-- TASK GOAL --
Repeat the entries exactly as they are written.

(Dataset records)
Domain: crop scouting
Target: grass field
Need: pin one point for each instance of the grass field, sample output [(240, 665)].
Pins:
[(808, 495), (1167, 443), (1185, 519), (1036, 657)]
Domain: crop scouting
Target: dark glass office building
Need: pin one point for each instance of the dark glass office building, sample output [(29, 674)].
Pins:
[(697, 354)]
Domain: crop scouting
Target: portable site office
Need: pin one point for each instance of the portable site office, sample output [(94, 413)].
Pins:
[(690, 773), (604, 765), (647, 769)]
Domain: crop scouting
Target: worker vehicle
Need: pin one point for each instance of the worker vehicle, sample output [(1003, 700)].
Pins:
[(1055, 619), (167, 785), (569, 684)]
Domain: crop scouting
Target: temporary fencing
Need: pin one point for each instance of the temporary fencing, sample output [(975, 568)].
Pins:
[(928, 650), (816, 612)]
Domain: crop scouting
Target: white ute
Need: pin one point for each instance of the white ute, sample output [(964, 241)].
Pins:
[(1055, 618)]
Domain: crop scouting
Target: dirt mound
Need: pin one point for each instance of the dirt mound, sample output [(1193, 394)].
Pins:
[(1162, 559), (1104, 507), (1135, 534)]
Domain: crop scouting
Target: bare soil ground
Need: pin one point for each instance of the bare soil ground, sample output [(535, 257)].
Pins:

-- EXERCISE SOLUTION --
Domain: crop scouting
Target: grass field
Need: pin one point for each instance of the grass field, sample output [(240, 665)].
Pins:
[(808, 495), (1167, 443), (1185, 519), (1036, 657)]
Domain: crop scouting
Target: dark glass office building
Need: pin one point for each instance of the dark glass office building, sample output [(29, 674)].
Pins:
[(697, 354)]
Domain: crop scouting
Target: portable site office
Need: pin one point for each instance of the portable site office, sample output [(94, 413)].
Pins:
[(690, 773), (604, 765), (647, 769)]
Domain: crop scouting
Target: worker vehicle
Need: pin one point for each instance of the worker vehicle, sample output [(1003, 700)].
Pins:
[(1055, 619), (167, 785), (569, 684)]
Domain: crop scouting
Target: temporary fencing
Need: pin one point for each instance of the temporary fencing, sample output [(975, 568)].
Pins:
[(928, 650), (816, 612)]
Domain: crop scouting
Target: white ute
Need: pin one point for each instance of the white ute, sample output [(964, 241)].
Pins:
[(1055, 618)]
Domain: crop scouting
Target: dirt mound
Need: pin one point for each instance of the dirt mound, sample output [(1193, 394)].
Pins:
[(1162, 559), (1104, 507), (1135, 534)]
Domain: crop scouting
Target: bare soil ground
Need: pin one point for each instance of the bare soil ground, sample output [(535, 257)].
Pins:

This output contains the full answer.